■ Aim of the exercise
Bring together every line in the data that includes "hand".

*** Opening Task input ***

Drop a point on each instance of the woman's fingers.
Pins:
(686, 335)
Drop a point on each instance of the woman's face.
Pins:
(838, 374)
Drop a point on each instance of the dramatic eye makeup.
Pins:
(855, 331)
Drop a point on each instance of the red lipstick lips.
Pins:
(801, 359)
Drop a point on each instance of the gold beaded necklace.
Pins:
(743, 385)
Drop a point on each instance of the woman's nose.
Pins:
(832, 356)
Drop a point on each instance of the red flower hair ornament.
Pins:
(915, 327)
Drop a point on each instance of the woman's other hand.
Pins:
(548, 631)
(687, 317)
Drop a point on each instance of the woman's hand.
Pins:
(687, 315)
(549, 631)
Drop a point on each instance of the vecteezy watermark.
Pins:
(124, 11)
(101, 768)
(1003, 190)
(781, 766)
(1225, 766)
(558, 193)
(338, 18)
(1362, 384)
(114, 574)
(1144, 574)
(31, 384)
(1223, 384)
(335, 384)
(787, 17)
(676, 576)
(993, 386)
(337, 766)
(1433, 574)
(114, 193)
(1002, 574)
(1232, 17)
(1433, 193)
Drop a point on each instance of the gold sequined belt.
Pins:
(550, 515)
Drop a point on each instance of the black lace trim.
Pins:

*** Closing Task input ***
*** Opening Task input ***

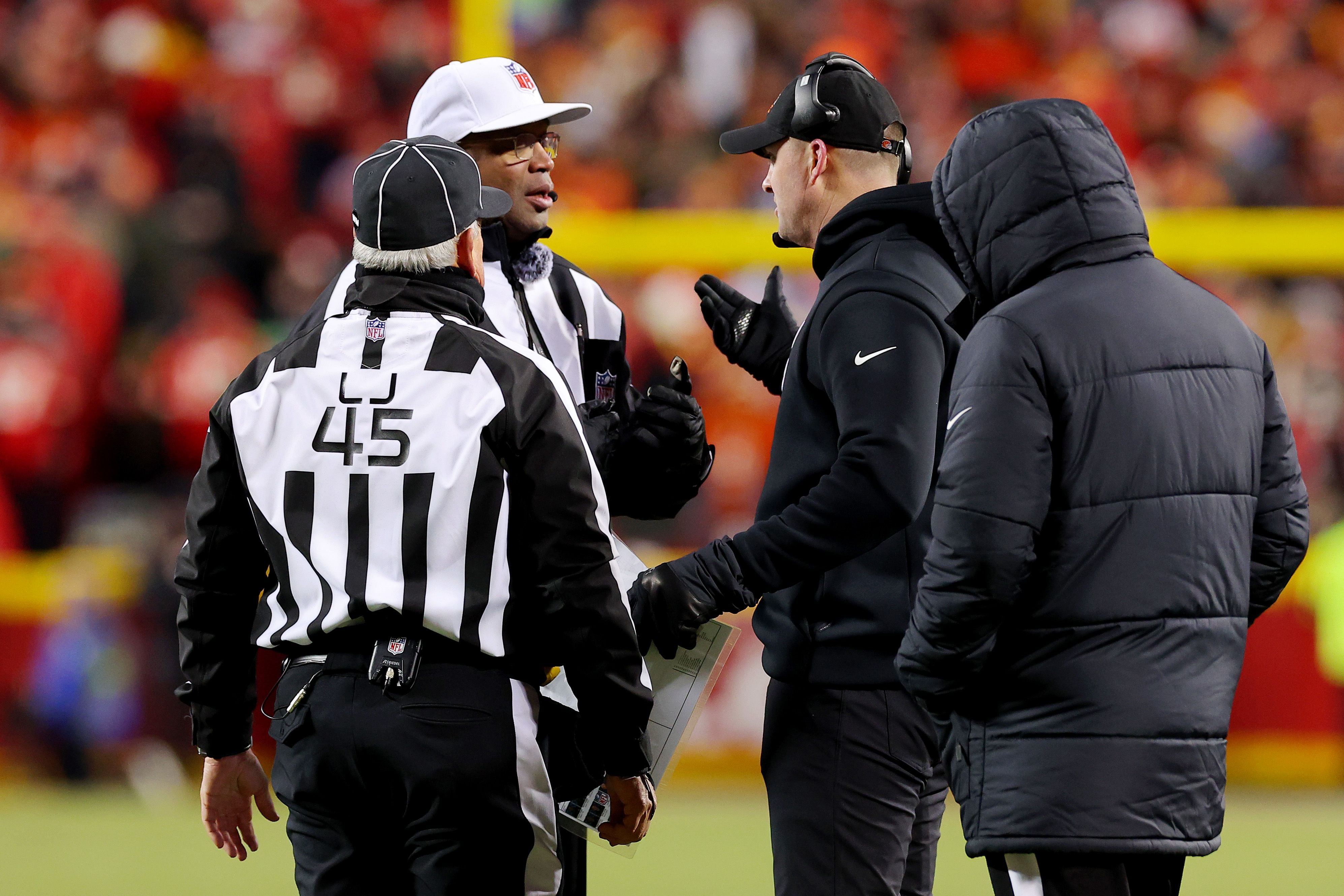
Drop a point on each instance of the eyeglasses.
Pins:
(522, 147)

*** Closing Task input ***

■ Answer to this exercise
Drop a point on each instance of the woman's other hand.
Drop a point on each instance of the woman's hand.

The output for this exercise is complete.